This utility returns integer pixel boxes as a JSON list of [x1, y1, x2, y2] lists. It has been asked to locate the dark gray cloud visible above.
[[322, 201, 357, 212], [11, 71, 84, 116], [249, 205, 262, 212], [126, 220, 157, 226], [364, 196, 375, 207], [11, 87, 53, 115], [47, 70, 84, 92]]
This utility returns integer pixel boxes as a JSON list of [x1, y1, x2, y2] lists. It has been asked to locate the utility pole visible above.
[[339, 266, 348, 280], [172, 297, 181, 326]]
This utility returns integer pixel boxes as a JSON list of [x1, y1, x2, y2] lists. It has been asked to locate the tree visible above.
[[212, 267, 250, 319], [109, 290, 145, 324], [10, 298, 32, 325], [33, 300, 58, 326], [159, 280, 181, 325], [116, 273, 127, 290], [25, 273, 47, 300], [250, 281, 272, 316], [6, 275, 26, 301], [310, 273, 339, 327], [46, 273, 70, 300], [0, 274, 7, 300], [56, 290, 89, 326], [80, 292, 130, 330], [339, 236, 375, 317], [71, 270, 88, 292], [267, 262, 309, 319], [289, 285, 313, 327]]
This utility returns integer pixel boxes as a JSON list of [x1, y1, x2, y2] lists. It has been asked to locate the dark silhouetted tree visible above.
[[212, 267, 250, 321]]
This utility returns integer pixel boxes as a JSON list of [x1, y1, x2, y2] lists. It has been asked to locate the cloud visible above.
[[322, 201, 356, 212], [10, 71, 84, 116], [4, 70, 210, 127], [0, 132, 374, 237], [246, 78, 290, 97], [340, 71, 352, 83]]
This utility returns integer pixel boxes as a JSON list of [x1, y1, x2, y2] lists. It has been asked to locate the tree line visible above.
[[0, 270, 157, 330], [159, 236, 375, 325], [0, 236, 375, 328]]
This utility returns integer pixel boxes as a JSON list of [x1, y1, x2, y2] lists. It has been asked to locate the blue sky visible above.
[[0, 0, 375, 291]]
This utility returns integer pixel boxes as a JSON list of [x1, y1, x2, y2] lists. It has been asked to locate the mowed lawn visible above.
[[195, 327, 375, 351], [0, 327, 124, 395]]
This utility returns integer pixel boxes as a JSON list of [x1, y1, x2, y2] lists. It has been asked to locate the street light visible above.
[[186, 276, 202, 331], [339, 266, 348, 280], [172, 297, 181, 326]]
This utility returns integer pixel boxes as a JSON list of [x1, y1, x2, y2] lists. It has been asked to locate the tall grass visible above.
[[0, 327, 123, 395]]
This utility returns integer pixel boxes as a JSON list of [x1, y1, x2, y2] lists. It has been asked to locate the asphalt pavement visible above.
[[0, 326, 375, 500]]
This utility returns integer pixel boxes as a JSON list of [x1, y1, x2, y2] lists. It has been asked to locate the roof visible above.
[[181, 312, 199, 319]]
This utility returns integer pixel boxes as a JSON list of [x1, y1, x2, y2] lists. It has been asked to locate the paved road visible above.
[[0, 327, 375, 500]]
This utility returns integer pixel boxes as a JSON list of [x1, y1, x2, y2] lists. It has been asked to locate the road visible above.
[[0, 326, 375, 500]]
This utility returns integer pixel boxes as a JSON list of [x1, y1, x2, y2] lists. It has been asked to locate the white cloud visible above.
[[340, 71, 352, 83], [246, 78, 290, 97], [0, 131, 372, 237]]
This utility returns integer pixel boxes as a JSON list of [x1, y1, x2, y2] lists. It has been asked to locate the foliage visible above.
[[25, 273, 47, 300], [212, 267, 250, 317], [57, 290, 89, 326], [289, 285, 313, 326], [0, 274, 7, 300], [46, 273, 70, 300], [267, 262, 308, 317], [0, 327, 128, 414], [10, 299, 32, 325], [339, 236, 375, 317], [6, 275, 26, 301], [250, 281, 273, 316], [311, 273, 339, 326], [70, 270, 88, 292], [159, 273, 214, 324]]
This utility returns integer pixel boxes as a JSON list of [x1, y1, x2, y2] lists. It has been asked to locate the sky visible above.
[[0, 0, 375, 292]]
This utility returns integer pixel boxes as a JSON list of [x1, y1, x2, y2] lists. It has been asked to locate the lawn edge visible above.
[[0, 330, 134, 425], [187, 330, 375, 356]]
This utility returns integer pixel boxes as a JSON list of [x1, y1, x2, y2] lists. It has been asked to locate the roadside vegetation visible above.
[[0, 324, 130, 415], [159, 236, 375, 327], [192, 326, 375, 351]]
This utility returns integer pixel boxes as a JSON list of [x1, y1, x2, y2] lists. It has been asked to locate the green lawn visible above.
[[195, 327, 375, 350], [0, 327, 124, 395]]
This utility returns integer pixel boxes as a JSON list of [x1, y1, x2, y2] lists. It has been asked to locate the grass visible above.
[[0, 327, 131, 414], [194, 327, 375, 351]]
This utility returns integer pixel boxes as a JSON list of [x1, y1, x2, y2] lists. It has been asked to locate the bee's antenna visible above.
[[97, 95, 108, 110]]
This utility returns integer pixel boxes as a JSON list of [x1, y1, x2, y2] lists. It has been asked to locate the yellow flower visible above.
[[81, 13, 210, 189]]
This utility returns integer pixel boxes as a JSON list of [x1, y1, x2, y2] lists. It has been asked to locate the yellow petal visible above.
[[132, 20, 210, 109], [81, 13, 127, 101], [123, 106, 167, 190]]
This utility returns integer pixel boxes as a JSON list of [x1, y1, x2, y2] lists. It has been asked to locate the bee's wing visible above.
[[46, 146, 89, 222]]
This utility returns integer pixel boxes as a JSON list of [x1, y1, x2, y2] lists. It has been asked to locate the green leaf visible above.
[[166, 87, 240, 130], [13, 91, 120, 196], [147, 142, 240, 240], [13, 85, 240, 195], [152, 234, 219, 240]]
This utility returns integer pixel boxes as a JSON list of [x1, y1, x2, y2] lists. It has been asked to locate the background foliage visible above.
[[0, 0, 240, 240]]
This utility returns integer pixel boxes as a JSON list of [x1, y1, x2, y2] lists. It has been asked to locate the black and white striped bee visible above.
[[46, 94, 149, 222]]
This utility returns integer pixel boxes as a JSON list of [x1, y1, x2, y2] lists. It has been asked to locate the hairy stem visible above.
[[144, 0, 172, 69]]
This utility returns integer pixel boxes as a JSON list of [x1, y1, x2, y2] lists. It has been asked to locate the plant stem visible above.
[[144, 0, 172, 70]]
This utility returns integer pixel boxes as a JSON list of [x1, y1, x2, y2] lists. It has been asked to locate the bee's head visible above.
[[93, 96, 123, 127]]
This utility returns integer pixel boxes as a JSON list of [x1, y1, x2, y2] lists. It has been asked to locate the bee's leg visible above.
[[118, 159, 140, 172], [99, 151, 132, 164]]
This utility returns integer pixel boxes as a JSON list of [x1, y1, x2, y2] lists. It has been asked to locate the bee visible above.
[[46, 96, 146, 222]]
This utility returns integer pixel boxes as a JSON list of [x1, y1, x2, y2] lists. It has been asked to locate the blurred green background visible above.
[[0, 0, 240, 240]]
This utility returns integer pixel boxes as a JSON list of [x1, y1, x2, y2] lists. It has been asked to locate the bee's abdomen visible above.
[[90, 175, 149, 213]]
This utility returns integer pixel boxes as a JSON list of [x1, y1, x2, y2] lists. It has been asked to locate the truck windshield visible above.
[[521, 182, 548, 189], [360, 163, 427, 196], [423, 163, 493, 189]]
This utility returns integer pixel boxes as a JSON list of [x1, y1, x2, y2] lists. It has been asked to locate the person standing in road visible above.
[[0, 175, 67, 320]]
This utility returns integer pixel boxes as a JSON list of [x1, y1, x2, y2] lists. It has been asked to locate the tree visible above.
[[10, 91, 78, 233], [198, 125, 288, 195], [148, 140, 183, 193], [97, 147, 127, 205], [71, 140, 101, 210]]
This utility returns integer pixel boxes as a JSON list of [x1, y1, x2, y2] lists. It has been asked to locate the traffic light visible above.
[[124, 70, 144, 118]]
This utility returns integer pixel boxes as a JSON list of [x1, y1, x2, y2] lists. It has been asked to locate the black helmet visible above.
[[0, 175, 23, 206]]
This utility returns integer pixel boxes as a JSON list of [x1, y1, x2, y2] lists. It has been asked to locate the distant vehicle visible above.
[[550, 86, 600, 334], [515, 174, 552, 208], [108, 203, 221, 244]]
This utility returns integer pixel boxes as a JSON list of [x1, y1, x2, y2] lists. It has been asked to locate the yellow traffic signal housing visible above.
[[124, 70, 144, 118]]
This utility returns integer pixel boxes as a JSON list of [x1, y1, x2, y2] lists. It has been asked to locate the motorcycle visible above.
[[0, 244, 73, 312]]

• **EXERCISE BRIEF**:
Copy the records above word for word, from the line with "head visible above." up to and including the line with "[[93, 96, 123, 127]]".

• **RESULT**:
This utility returns integer pixel boxes as a JSON list of [x1, y1, x2, y2] lists. It has been asked to locate the bee's head visible above.
[[93, 96, 123, 127]]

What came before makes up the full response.